Passage:
BEGIN
The stimulatory or suppressive activities of the dietary supplied phytochemicals on the immunity system of the body can influence the health status of an individual to a large extent [15]. Such modulation of immunity power can increase the body resistance by influencing the cells and the mediators of the system and can prevent various infections. An increase of the abilities like oxidative activities of blood neutrophils, phagocytic power of the cells of microphase lineage, activities of the cytotoxic T lymphocytes to destroy virus-infected cells or cancer cells, etc. can assist in such works. Control of excessive activities of some cells is also very important for the prevention and cure of dangerous diseases like hypersensitivity diseases [9, 16].

The succulent biomedicines can act at various different areas of the immune system. These include antigen recognition and phagocytosis, lymphocyte proliferation and differentiation, synthesis of antibodies, interactions of antibodies with antigen, the release of biochemical mediators of the immune response, control of autoimmune diseases, modification of target tissue response and target effector organs, influence on apoptosis by affecting the programmed cell death, influence on the complement system of the body etc [17-19].

3.1.4. Antiviral Effects

Metabolites of the dietary taken succulent biomedicines can work against invading viruses in various ways. It may be through modulation of different arms and parameters of immunity system of the body or by incurring direct effects on replication and spread of the virus, expression of the disease symptoms, effect on the killing of virus-infected cells by the Cytotoxic T lymphocytes etc [9].

3.1.5. Other Related Effects

Activities as control of different co-morbidities like diabetes, hypertension, arteriosclerosis, obesity, improper liver or kidney function, problems of the gastrointestinal system, etc. can definitely influence the body immunity and can also affect the catching of infections and development of diseases like COVID-19. Many succulent biomedicines are having additional powers to control such co-morbidities and also cure the related problems [9].

3.1.6. Use as Some Preventive Medicines

The succulent biomedicines can also supply many additional benefits in different health problems. These can be used as preventive medicines for different infections at the individual level, for the susceptible population in epidemic conditions, during as well as after recovery of many infections. They can be effectively used along with vaccination and also during allopathic medication of devastating diseases like cancers. To modulate overall body immunity, these can also be used for a few days before and after any major surgery.

Many reports are available for possible health impacts of herbal medicines as anti-aging [20], hepatoprotective [21], radioprotective [22], etc. In many cases, such effects are interlinked and one succulent biomedicine can show more than one type of positive health effect [9].

3.1.7. Negligible Chance of Development of Resistance by the Invading Organisms

As the number of total phytoconstituents even in a single bio-medicine maybe some thousands in number (maybe multiplied to some folds when a few such medicines are used together), and they are supposed to act on the different receptors of the body system and can also modulate the synthesis and activities of different cytokines following different ways along with other effects (mechanism of actions), so there may be practically no chance for the building of resistance against all of them by the organisms like COVID-19 virus [9].

3.1.8. Supply of Important Micronutrients

The succulent bio-medicines can also supply almost all-important natural micronutrients (Vitamins, Minerals, etc.) along with other phytochemicals, which are generally absent in processed and fried foods. People of contemporary generations are adopted in eating such foods. This may be an additional benefit of the use of such bio-medicines to all of them [7].
END
Questions on the material:
(a) List every co-morbidity that the passage on succulent biomedicines names as one that can influence body immunity.
(b) Please reproduce a portion of the passage on succulent biomedicines word for word, beginning at the words "The stimulatory or" and stopping after the words "diseases [9, 16].".
(c) In the passage on succulent biomedicines, for how long before and after a major surgery can these medicines be used to modulate overall body immunity?

Source material:
BEGIN
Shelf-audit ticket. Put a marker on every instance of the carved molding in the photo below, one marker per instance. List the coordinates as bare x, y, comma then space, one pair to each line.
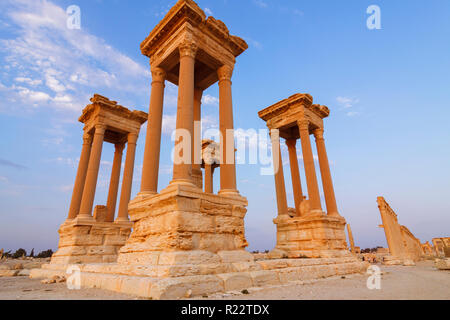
END
Answer section:
(a)
- Diabetes
- Hypertension
- Arteriosclerosis
- Obesity
- Improper liver or kidney function
- Problems of the gastrointestinal system

(b)
The stimulatory or suppressive activities of the dietary supplied phytochemicals on the immunity system of the body can influence the health status of an individual to a large extent [15]. Such modulation of immunity power can increase the body resistance by influencing the cells and the mediators of the system and can prevent various infections. An increase of the abilities like oxidative activities of blood neutrophils, phagocytic power of the cells of microphase lineage, activities of the cytotoxic T lymphocytes to destroy virus-infected cells or cancer cells, etc. can assist in such works. Control of excessive activities of some cells is also very important for the prevention and cure of dangerous diseases like hypersensitivity diseases [9, 16].

(c) For a few days before and after the surgery.